Swap "put a dot on" for "place a marker on" throughout the records below and reproduce them otherwise unchanged, leaving out the pictures.

## Source material
## Begin
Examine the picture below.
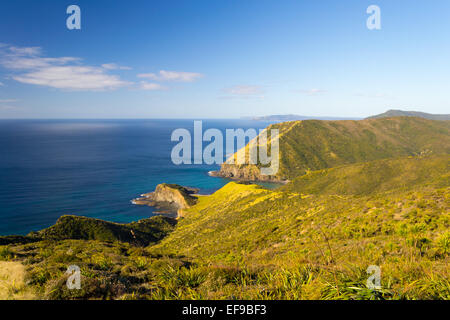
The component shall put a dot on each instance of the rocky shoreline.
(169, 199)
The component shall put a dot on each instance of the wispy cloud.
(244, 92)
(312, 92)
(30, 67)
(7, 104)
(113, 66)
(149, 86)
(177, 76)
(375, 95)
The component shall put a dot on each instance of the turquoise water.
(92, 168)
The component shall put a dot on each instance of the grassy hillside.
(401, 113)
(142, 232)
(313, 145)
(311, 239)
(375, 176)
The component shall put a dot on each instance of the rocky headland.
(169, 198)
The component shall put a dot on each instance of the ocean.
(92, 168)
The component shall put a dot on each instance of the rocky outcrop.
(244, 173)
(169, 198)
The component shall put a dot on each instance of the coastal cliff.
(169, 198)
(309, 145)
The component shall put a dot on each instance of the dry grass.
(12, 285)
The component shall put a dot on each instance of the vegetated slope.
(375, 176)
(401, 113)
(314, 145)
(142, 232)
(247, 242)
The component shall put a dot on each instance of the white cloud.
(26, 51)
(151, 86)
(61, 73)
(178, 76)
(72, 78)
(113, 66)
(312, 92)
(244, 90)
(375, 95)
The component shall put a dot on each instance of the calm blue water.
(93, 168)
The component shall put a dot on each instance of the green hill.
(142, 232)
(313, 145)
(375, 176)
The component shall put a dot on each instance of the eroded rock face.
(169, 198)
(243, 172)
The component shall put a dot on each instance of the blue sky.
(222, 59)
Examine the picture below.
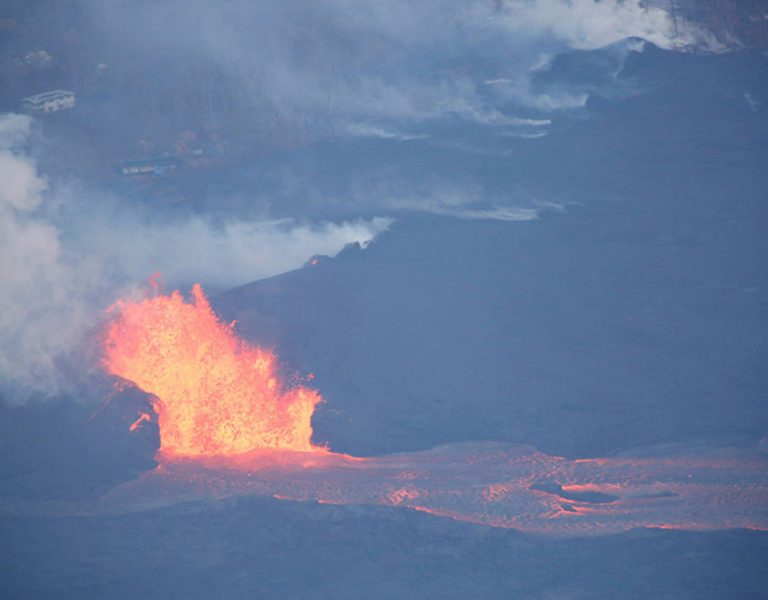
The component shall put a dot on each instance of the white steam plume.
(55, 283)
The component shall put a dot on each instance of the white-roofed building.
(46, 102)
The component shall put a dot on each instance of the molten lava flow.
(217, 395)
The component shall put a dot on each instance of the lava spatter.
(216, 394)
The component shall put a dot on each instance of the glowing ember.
## End
## Task output
Examine the picture below.
The component shall place a marker on each instance of the rocky shoreline.
(169, 199)
The component shall place a marker on each instance of the wispy cloud.
(244, 92)
(312, 92)
(30, 67)
(7, 104)
(113, 66)
(149, 86)
(177, 76)
(375, 95)
The component shall place a marker on each instance of the turquoise water.
(92, 168)
The component shall place a marker on each instance of the grassy hillside.
(401, 113)
(142, 232)
(313, 145)
(311, 239)
(375, 176)
The component shall place a marker on each instance of the rocky headland.
(169, 198)
The component shall place a marker on each instance of the ocean.
(92, 168)
The component shall place a marker on each instance of the rocky outcrop.
(244, 173)
(169, 198)
The component shall place a marker on each instance of the coastal cliff.
(169, 198)
(309, 145)
The component shall place a marker on each instance of the dry grass.
(12, 285)
The component shall place a marker on each instance of the vegetated slope.
(375, 176)
(401, 113)
(314, 145)
(142, 232)
(247, 242)
The component shall place a marker on each instance of the white cloud.
(26, 51)
(151, 86)
(61, 73)
(178, 76)
(72, 78)
(113, 66)
(312, 92)
(244, 90)
(375, 95)
The component shall place a marker on each instance of the calm blue water.
(93, 168)
The component shall place a marker on each instance of the green hill.
(142, 232)
(313, 145)
(375, 176)
The component shall place a marker on each instance of the eroded rock face.
(169, 198)
(243, 172)
The component shall place a marker on each instance of the blue sky.
(222, 59)
Examine the picture below.
The component shall place a marker on each instance of the white steam plume.
(55, 283)
The component shall place a marker on each instance of the white-roofed building.
(46, 102)
The component shall place a marker on each instance of the molten lava flow.
(217, 395)
The component shall place a marker on each instance of the lava spatter.
(216, 394)
The component shall place a marker on each instance of the glowing ember.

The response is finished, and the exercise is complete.